■ **Document text**
** START **
# I need advice please



## amberleegale09 (Jan 20, 2010)

I am new to this scene...I have been married for 5 years...and we have 2 daughters, ages 3 and 2....my marriage is struggling and has been for over a year...I have no clue what to do...I am not happy...we have no communication, my husband is negative about everything, he worries all the time....we don't get along, we argue constantly...and our sexual intimacy is gone....we have no sex life....we have had the same conversation over and over and nothing changes....he says he will change, I say I will change, but we never do....I love my daughters more than my life...I would never want to hurt them, but my 3 year old knows when we are fighting....my husband is a good man, good provider, great father, but it is just our relationship that is suffering...I dont know what to do....I do know that if we didn't have any children, I would be gone...should I stay for the kids or will that be worse??? I need help, I need advice....


----------



## jessi (Feb 11, 2009)

go out and get the book the 5 languages of love by gary chapman and see if you think the 2 of you are meeting each other's needs. 
If you practice what the book teaches you, you can turn this marriage around, you both are willing the girls deserve that their parents at least try.....if you only look at him with resentment you can't get to loving him again......love is all about how you view things and taking responsibility in your own part......try it, you can even do it alone and see what kind of response you get.........


----------



## Unicorn (Jan 19, 2010)

Sounds like my life. I'd love to see what some of the member's advice are for you. Good Luck!


----------



## 827Aug (Apr 27, 2008)

I agree. Get "The Five Love Languages" book. Why is your husband negative and always worrying? Is there a lot of stress outside of the marriage?


----------
** END **
■ **Listing**
** START **
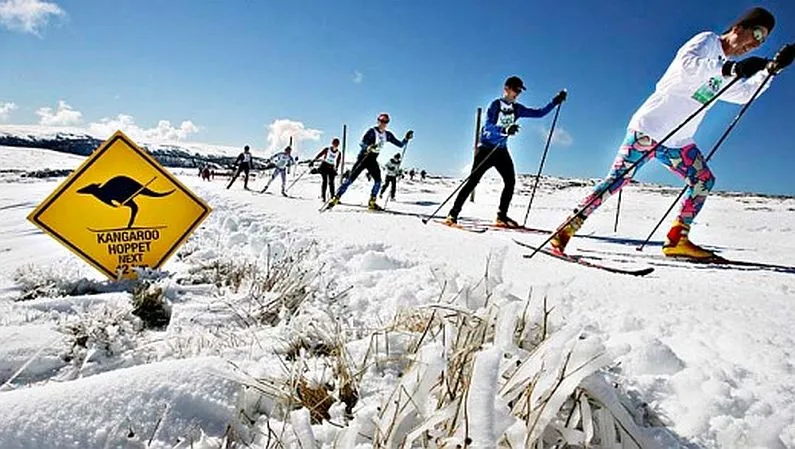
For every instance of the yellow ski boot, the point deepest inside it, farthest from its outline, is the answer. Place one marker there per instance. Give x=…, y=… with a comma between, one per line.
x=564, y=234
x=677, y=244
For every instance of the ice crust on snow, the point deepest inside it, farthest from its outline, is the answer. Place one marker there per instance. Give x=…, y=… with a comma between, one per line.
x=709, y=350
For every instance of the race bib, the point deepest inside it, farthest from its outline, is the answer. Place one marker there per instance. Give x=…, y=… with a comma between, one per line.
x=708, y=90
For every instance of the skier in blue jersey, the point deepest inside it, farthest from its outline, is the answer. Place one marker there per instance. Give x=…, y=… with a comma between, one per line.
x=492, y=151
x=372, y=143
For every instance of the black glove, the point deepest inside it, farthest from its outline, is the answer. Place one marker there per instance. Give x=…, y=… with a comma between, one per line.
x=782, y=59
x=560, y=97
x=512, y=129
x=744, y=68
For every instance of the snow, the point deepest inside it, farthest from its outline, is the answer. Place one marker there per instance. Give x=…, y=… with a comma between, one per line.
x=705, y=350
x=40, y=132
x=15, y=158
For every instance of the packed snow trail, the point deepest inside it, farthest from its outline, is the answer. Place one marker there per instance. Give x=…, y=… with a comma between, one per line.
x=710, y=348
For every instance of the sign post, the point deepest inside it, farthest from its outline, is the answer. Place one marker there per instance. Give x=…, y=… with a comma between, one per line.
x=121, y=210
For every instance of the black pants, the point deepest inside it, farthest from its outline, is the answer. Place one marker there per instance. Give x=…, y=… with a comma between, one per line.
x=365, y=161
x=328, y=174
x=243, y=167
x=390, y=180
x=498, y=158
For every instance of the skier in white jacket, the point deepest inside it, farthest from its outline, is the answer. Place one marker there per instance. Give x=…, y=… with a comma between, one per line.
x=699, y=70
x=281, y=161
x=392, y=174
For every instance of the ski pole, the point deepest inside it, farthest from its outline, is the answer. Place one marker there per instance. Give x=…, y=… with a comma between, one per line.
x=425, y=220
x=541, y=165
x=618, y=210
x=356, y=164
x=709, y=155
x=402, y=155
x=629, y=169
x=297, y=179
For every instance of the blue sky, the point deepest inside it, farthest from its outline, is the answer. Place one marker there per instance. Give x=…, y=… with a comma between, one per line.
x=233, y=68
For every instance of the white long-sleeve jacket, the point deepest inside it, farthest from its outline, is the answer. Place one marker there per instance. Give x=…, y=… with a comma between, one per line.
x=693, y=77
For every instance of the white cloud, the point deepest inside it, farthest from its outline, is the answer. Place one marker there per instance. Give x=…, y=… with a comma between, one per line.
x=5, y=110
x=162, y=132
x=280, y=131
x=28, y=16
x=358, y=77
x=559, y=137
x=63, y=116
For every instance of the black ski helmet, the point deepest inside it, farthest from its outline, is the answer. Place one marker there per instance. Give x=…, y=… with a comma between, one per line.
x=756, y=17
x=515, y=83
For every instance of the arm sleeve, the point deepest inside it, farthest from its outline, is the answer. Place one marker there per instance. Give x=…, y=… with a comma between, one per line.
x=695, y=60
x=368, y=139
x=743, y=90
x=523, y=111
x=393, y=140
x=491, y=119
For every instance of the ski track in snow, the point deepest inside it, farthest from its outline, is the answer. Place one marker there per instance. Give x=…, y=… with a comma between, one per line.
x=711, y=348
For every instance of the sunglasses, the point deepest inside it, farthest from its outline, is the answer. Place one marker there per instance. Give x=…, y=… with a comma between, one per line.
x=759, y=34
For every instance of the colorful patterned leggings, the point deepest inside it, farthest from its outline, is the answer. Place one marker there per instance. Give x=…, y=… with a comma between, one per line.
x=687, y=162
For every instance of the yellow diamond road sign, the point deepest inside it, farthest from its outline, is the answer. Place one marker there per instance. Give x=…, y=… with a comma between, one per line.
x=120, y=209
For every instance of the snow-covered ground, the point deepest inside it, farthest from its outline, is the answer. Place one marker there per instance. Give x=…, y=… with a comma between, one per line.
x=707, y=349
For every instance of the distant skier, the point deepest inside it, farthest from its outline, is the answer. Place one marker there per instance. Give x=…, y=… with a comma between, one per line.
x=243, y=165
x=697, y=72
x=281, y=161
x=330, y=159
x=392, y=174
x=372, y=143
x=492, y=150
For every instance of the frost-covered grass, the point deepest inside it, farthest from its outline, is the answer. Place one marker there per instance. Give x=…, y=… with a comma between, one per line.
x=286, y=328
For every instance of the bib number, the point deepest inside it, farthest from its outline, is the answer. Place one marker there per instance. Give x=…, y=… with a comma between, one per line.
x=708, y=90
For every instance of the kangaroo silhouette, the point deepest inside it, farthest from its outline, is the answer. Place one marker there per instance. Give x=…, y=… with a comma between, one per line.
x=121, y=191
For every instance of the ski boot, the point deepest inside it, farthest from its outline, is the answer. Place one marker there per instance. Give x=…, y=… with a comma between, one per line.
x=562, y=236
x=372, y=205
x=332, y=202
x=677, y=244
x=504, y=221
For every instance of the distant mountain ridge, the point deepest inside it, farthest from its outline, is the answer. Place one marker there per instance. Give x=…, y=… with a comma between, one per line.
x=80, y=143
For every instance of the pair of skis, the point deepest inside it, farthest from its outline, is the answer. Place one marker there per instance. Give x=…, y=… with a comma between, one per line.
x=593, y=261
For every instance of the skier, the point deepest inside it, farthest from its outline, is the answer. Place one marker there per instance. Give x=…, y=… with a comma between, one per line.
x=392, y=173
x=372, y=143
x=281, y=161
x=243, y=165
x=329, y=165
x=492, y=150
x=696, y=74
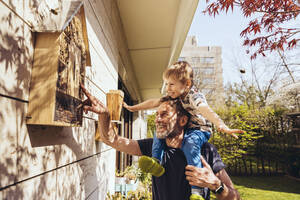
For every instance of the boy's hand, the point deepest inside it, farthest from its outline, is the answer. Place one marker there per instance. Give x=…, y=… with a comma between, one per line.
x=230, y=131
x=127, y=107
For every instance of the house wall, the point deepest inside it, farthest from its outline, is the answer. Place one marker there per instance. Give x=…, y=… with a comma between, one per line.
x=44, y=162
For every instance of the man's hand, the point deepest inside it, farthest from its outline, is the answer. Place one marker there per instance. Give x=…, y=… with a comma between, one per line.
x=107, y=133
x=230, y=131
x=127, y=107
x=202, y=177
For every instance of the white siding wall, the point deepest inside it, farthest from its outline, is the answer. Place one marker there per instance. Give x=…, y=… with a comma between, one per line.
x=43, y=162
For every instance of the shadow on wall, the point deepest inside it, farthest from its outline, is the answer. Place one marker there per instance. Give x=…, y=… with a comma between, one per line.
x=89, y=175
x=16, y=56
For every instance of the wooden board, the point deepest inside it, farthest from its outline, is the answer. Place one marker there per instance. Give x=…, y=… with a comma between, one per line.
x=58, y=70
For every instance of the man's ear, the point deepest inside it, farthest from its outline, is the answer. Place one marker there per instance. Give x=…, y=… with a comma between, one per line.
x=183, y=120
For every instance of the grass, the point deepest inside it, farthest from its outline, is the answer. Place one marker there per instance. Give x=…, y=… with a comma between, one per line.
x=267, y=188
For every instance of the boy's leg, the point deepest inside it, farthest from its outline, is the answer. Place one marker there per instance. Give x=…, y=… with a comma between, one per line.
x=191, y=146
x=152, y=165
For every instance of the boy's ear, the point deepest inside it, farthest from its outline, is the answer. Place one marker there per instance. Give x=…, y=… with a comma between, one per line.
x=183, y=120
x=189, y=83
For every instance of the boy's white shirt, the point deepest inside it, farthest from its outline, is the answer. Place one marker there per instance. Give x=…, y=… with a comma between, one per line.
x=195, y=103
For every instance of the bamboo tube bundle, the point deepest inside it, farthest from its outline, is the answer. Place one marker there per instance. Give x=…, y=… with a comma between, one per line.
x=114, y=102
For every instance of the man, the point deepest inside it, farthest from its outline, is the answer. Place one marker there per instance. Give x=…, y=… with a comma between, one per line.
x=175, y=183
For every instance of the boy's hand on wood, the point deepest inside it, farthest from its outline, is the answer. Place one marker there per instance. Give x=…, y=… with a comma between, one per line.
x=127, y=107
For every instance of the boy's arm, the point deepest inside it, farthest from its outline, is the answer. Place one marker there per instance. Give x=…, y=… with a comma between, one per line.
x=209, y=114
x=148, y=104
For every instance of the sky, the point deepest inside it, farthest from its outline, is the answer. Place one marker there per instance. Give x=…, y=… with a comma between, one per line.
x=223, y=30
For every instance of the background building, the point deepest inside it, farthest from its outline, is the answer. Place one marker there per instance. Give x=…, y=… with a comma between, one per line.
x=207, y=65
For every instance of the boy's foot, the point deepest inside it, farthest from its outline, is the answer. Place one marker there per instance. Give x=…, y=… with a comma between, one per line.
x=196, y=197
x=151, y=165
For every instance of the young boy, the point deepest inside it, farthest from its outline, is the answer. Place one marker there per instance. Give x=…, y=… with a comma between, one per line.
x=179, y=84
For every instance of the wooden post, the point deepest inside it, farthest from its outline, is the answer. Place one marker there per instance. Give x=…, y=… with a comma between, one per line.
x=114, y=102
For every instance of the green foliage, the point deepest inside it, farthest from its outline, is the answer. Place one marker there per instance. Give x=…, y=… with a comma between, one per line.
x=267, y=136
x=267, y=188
** END **
■ **Complete the following**
[A] List the username of every person who posted in the thread about a struggling marriage.
[B] Output the rows as a Markdown table, starting with the line containing "For every instance of the skier in white" and going on through the line containing "x=491, y=119", with blank lines left out. Use the columns Number and Entry.

■ **The solutions**
[A]
amberleegale09
jessi
Unicorn
827Aug

[B]
| Number | Entry |
|---|---|
| 1 | For every instance of the skier in white jacket, the point deepest inside it, farthest from its outline, is the answer. Place one marker there per instance. Give x=…, y=… with a comma between, one per line. |
| 2 | x=699, y=70 |
| 3 | x=281, y=161 |
| 4 | x=392, y=174 |
| 5 | For every instance of the ski pole, the point deepest inside it, farthest from its outline, is the answer. Place one marker there per instance. Give x=…, y=… with a comma between, one per line. |
| 6 | x=425, y=220 |
| 7 | x=541, y=165 |
| 8 | x=618, y=210 |
| 9 | x=356, y=164 |
| 10 | x=709, y=155 |
| 11 | x=402, y=155 |
| 12 | x=629, y=169 |
| 13 | x=297, y=179 |
| 14 | For every instance of the blue sky, the point deepest inside it, farthest from its outline, is the answer. Place one marker there per instance. Give x=…, y=… with a comma between, one per line. |
| 15 | x=233, y=68 |
| 16 | For every instance of the white long-sleeve jacket, the point deepest inside it, farthest from its outline, is the answer. Place one marker there per instance. Give x=…, y=… with a comma between, one per line. |
| 17 | x=693, y=77 |
| 18 | For every instance of the white cloud, the point deepest inside it, farthest from its outline, is the answer. Place one marker there per instance. Give x=…, y=… with a comma between, one per line. |
| 19 | x=5, y=110 |
| 20 | x=162, y=132 |
| 21 | x=280, y=131 |
| 22 | x=28, y=16 |
| 23 | x=358, y=77 |
| 24 | x=559, y=137 |
| 25 | x=63, y=116 |
| 26 | For every instance of the black ski helmet, the point deepest inside it, farthest from its outline, is the answer. Place one marker there per instance. Give x=…, y=… with a comma between, one per line. |
| 27 | x=756, y=17 |
| 28 | x=515, y=83 |
| 29 | For every instance of the arm sleeve, the point deepest inside it, farthest from its outline, is the answer. Place one marker there per instance. Give x=…, y=… with a comma between, one per line. |
| 30 | x=695, y=60 |
| 31 | x=368, y=139 |
| 32 | x=743, y=90 |
| 33 | x=523, y=111 |
| 34 | x=393, y=140 |
| 35 | x=491, y=119 |